▶ [Aim of the task] Please go through the records below and return every line holding the word "roof".

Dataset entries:
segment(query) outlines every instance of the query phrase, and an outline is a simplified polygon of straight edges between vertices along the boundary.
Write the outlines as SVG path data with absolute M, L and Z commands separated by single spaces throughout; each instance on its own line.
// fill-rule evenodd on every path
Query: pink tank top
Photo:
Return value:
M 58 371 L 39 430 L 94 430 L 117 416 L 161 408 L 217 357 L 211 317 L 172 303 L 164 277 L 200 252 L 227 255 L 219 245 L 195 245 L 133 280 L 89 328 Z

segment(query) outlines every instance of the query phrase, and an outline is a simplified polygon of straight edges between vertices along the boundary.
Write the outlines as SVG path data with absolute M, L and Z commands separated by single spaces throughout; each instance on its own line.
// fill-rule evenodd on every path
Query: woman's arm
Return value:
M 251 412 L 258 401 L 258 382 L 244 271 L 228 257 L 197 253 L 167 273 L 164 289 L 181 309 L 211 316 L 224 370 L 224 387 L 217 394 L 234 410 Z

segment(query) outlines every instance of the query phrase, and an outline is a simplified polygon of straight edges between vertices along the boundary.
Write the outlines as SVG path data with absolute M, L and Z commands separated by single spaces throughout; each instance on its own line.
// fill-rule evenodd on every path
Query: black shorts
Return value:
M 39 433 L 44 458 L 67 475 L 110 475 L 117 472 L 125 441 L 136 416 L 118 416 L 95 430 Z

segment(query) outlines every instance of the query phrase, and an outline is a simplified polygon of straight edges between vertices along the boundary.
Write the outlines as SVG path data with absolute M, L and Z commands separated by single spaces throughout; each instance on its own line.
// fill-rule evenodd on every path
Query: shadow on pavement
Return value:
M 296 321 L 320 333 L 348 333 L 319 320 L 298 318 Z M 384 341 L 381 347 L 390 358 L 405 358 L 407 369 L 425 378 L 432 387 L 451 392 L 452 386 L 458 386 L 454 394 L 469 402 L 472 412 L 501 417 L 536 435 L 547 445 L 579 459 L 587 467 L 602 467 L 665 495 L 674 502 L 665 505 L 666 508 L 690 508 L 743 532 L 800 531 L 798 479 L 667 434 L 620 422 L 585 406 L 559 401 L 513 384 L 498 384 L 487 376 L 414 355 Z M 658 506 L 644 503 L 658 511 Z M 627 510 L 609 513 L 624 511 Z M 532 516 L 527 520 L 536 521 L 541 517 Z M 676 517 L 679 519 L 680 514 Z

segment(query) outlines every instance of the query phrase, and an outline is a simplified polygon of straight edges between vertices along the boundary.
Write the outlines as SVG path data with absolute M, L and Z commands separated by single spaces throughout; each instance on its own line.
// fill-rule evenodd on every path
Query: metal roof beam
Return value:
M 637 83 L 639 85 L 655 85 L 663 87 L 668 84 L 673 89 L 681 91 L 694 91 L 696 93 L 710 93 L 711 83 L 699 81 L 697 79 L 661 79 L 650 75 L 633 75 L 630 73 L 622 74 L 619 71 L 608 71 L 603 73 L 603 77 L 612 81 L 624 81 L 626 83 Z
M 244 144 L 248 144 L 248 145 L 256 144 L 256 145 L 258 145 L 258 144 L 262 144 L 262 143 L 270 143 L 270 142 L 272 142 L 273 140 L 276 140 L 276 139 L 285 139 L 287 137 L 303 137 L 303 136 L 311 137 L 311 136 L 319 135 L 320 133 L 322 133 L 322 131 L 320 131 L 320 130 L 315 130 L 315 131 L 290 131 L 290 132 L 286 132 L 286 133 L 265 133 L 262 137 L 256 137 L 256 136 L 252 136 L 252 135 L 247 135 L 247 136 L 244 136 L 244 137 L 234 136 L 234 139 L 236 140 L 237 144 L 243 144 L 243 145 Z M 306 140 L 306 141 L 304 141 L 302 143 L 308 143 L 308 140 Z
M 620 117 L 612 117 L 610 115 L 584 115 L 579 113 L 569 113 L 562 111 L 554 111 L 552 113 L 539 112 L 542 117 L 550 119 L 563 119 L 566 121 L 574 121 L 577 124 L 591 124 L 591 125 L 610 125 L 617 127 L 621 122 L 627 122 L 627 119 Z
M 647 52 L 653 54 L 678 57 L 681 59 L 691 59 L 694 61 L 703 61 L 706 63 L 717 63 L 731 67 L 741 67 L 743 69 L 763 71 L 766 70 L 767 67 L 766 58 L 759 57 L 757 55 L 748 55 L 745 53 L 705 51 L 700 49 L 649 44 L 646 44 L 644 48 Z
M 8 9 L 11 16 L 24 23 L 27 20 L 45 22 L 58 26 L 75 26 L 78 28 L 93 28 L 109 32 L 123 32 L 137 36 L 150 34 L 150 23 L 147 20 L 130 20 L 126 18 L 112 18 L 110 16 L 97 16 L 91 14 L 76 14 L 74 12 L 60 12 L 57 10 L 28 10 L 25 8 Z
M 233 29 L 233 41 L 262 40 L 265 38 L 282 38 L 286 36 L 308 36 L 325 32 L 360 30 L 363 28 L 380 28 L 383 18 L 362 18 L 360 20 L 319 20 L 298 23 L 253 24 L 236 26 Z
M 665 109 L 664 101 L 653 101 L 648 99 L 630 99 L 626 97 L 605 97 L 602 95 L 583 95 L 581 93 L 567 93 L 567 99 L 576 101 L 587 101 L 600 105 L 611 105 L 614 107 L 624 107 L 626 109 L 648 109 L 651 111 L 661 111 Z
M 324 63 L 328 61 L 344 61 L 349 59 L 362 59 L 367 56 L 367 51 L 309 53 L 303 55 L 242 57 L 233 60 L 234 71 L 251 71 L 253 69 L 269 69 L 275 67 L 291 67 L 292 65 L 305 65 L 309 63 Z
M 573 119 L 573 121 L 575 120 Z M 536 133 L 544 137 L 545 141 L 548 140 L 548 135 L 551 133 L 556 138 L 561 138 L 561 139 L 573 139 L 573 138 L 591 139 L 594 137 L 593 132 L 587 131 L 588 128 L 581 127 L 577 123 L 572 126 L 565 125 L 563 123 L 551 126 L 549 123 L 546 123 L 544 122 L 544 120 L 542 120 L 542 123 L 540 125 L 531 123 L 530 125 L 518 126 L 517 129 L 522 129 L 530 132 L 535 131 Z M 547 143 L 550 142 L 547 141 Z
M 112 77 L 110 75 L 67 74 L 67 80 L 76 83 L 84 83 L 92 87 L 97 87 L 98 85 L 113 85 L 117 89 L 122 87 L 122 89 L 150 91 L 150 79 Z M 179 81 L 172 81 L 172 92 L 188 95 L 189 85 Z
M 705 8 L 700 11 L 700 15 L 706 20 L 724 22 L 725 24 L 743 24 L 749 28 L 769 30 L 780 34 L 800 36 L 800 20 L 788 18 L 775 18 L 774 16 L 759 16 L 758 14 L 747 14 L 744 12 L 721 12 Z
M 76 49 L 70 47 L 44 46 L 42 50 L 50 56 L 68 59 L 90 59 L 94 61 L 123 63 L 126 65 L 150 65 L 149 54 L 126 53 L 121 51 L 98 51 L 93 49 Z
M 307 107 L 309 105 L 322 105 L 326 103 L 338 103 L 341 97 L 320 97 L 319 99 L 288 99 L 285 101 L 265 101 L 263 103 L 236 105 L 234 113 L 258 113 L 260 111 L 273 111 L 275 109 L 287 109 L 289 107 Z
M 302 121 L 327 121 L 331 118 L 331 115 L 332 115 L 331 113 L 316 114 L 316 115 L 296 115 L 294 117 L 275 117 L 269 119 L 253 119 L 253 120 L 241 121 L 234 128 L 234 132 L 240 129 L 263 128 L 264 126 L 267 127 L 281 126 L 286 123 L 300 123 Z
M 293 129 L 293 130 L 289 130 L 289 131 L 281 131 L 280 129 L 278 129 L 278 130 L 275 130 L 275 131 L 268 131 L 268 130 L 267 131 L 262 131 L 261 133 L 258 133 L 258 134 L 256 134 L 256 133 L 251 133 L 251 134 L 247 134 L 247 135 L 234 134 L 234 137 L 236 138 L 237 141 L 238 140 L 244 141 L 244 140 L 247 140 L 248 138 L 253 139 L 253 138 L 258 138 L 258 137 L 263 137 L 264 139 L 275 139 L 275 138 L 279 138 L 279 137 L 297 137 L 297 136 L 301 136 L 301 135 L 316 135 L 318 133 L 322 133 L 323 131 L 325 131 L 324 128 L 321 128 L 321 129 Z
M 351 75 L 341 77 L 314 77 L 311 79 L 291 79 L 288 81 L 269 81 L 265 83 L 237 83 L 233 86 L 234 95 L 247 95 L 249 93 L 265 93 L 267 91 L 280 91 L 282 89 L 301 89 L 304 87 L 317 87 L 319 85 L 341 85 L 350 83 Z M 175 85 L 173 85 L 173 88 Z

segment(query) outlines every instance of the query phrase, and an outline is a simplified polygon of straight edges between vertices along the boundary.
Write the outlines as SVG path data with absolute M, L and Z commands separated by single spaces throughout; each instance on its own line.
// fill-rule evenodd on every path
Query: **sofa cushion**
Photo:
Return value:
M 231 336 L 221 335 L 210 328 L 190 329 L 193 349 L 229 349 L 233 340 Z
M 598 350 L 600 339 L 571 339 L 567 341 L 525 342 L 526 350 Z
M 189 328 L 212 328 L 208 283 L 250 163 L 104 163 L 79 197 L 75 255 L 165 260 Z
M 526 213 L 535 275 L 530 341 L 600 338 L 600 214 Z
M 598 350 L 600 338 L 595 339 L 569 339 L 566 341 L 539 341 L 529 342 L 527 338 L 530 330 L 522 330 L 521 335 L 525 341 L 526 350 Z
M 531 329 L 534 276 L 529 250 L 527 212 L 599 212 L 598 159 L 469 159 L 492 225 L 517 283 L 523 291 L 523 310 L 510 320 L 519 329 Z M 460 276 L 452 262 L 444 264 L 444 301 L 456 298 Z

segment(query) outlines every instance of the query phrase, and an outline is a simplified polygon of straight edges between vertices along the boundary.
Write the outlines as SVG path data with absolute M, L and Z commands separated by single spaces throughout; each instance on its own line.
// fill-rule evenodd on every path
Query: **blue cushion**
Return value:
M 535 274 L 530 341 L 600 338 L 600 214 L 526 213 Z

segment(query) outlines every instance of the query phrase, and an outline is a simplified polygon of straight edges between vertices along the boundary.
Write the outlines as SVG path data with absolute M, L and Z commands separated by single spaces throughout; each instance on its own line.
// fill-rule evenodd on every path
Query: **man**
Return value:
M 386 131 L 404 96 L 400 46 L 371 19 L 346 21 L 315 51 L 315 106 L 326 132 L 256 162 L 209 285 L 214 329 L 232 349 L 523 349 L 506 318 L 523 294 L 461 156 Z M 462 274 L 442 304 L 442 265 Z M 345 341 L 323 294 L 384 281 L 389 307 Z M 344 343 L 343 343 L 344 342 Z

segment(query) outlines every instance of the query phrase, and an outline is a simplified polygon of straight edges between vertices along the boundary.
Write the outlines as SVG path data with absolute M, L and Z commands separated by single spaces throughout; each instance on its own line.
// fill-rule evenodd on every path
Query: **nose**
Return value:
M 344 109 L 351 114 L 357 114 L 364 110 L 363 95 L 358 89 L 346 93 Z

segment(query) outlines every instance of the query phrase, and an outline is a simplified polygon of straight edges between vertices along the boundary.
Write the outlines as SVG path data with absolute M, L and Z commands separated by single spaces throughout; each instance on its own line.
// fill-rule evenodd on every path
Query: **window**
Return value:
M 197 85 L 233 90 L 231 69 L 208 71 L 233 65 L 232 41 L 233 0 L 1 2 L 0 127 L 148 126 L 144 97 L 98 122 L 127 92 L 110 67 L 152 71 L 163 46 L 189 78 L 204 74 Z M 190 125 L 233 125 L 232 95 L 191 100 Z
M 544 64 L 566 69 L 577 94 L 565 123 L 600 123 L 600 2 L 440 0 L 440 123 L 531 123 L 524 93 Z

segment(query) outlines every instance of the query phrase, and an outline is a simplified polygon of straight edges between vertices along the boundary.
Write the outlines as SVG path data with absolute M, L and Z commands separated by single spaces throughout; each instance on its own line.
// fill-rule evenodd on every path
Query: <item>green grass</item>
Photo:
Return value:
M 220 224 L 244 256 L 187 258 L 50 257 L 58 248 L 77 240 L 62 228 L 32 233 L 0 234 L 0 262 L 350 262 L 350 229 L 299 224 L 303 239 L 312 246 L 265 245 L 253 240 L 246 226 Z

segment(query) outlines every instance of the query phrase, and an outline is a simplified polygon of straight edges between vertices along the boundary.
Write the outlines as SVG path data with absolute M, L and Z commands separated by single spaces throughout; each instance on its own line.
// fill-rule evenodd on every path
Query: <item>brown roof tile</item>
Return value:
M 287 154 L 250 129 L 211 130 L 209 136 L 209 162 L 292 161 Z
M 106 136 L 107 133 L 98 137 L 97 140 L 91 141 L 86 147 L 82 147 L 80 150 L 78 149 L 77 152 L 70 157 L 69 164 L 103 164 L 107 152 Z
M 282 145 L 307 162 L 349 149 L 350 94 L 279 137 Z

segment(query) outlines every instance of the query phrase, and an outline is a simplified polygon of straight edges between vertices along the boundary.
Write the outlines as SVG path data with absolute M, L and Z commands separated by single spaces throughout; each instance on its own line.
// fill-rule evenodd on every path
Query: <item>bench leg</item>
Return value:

▶ [Response]
Query: metal roof beam
Query: <item>brown roof tile</item>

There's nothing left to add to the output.